_WHAT THE TASK REQUIRES_.
Pull out every line below that contains the word "bare". Case counts, so match capital and small letters.

Extracted records
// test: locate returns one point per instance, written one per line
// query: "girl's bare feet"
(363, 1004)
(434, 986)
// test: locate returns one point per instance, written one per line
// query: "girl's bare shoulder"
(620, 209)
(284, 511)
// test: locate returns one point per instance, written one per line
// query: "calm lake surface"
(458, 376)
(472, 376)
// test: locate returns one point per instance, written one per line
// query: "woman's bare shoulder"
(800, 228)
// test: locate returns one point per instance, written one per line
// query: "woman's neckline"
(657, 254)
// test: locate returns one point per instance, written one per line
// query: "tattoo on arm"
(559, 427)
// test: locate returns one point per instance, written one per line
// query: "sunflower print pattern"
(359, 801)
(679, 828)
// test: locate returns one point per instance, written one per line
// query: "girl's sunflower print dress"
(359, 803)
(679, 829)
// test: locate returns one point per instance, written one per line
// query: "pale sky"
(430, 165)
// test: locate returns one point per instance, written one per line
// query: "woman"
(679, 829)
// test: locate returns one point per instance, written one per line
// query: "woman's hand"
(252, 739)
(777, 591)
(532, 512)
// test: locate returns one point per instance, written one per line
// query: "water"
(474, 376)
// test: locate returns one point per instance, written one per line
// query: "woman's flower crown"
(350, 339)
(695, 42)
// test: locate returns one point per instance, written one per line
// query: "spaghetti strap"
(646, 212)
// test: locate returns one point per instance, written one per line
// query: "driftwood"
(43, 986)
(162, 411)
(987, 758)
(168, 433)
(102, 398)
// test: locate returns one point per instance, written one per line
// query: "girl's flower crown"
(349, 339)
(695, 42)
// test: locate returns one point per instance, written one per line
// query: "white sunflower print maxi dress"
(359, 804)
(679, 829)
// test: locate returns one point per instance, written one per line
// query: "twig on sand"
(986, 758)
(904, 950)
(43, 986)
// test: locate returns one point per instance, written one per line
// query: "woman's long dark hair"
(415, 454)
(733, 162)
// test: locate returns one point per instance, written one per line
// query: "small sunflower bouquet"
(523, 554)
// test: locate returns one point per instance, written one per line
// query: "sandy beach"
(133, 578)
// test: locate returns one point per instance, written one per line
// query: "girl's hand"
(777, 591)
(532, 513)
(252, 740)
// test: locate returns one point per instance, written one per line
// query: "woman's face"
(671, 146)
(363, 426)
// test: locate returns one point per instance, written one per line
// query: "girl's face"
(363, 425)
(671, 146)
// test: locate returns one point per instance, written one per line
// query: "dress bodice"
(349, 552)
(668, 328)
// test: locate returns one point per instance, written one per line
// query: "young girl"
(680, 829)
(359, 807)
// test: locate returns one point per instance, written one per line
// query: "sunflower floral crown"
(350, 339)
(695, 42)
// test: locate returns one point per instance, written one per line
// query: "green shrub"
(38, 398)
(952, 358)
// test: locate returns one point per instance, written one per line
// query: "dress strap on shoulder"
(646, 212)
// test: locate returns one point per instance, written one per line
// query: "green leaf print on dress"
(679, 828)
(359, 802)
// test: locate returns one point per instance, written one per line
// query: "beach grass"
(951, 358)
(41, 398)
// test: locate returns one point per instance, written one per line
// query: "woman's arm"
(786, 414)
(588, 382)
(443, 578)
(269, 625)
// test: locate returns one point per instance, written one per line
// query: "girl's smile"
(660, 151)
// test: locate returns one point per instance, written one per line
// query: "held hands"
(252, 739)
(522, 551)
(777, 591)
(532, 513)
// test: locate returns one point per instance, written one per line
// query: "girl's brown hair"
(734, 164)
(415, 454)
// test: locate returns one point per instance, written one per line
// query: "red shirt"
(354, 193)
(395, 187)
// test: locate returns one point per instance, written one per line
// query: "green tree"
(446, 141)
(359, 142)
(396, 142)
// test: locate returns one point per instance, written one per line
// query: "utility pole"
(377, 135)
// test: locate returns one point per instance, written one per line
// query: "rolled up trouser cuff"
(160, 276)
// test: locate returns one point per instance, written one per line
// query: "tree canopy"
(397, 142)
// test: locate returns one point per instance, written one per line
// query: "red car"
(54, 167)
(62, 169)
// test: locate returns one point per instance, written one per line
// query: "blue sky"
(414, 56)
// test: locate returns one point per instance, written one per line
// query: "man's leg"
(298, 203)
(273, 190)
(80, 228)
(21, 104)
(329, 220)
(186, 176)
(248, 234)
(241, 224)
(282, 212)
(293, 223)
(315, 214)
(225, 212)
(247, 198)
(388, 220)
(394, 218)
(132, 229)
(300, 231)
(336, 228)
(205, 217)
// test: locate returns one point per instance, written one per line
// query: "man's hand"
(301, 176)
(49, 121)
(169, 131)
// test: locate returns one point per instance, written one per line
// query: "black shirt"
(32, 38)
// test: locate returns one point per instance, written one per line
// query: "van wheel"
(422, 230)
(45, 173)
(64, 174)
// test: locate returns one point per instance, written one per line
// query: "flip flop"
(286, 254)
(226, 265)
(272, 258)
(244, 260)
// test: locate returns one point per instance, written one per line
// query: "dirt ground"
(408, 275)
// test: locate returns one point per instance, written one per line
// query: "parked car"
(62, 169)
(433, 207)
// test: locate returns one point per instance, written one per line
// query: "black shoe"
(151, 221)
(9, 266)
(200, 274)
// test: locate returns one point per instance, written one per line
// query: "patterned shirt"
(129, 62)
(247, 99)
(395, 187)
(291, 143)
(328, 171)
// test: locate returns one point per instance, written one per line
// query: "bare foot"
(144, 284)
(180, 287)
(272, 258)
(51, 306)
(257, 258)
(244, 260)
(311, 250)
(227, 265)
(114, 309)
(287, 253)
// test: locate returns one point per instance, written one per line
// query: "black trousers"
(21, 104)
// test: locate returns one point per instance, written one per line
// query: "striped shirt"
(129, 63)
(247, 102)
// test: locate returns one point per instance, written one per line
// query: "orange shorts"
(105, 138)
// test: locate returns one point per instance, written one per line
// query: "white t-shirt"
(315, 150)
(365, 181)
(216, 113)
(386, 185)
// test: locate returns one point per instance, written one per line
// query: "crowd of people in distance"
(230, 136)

==

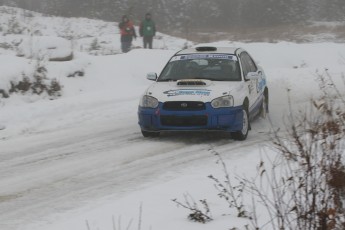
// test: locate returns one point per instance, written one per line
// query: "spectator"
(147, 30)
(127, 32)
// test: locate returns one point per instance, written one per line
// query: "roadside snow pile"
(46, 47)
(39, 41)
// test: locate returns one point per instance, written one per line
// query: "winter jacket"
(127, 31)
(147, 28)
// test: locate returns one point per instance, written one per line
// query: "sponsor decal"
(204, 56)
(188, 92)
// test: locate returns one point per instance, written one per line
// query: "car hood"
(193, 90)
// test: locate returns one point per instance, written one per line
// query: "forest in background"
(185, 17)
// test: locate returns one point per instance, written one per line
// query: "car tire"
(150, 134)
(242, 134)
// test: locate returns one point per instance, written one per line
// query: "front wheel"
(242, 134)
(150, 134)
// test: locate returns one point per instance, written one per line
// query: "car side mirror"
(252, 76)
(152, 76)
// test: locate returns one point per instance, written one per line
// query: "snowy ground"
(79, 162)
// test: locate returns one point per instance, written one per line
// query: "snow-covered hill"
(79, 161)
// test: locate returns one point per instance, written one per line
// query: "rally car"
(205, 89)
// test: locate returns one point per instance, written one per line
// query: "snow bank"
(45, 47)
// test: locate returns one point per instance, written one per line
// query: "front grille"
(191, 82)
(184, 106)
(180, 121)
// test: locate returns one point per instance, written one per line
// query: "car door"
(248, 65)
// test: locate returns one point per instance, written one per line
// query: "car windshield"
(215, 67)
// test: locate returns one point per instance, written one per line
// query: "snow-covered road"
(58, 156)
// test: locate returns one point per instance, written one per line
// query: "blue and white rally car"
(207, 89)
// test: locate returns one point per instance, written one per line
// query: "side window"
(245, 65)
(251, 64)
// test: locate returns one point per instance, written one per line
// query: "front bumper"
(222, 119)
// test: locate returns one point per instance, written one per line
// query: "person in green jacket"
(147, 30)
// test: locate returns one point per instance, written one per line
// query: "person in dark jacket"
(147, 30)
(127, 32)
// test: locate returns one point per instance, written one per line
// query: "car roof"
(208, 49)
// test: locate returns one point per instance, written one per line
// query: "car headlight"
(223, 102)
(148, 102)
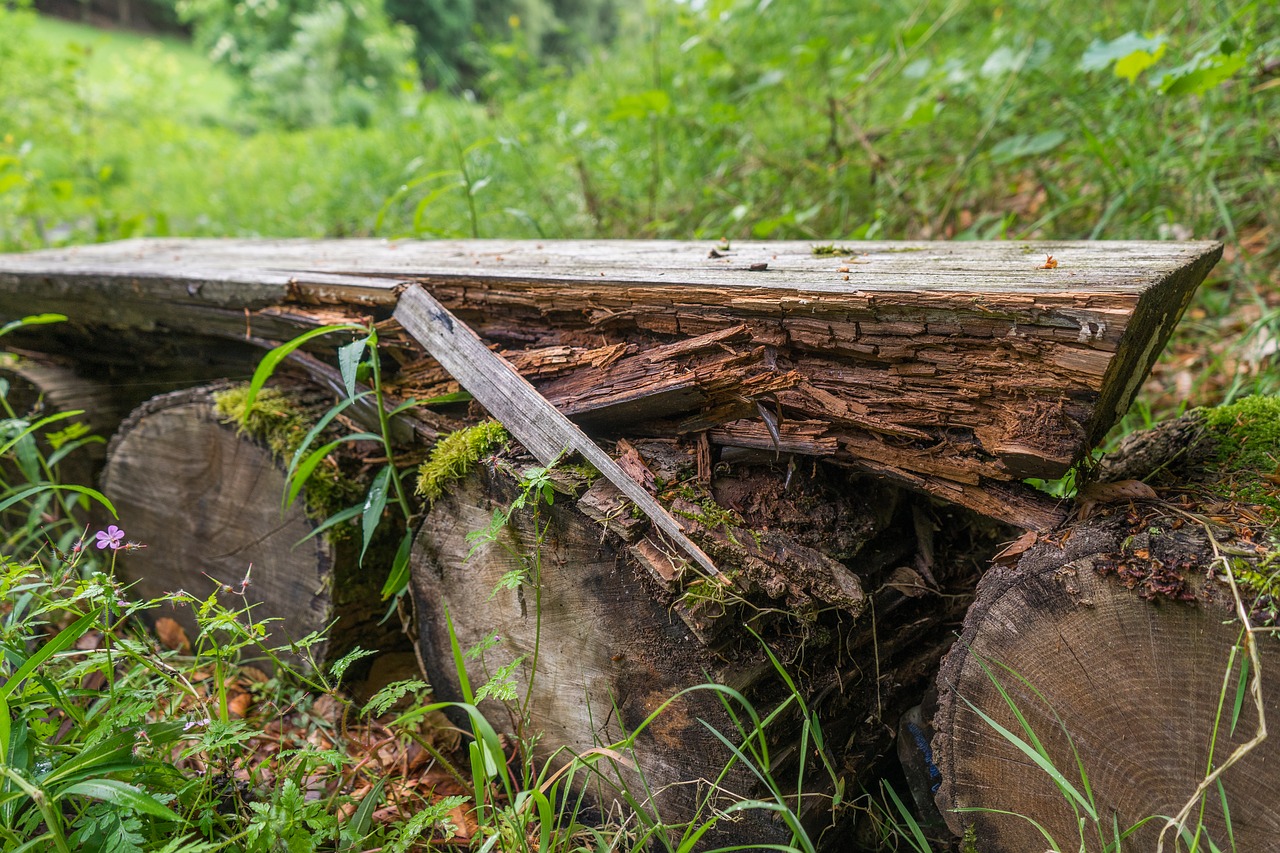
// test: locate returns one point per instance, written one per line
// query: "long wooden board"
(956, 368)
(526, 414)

_RESPONSE_.
// query: "girl's bare feet"
// query: "girl's bare shoulder"
// query: "woman's bare shoulder"
// query: "bare foot"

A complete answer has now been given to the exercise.